(Items from a dataset)
+++

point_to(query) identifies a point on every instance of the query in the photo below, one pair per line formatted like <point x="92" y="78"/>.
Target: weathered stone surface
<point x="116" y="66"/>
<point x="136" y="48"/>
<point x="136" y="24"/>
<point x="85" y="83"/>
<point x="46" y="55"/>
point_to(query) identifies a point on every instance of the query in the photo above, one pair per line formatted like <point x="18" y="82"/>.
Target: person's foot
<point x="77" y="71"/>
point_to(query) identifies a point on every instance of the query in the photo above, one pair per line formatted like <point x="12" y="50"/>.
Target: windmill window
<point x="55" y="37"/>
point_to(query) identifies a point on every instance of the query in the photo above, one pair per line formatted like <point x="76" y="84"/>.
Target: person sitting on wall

+++

Exercise directions: Nothing in the data should be altered; please repeat it exactly.

Exercise result:
point_to(query) identifies a point on every instance of the query in the photo below, one pair per line formatted like <point x="92" y="78"/>.
Target: weathered stone surface
<point x="116" y="66"/>
<point x="136" y="48"/>
<point x="136" y="24"/>
<point x="85" y="83"/>
<point x="46" y="55"/>
point_to(query) identifies a point on every instance of the query in the photo above, one pair per line formatted like <point x="18" y="82"/>.
Target: person's foot
<point x="77" y="71"/>
point_to(query) identifies a point on every instance of the query in the photo above, one pair per line formatted like <point x="12" y="50"/>.
Target: windmill window
<point x="55" y="37"/>
point_to(query) identifies a point on every instance of the query in the photo above, one pair per line formatted like <point x="76" y="84"/>.
Target: person sitting on wall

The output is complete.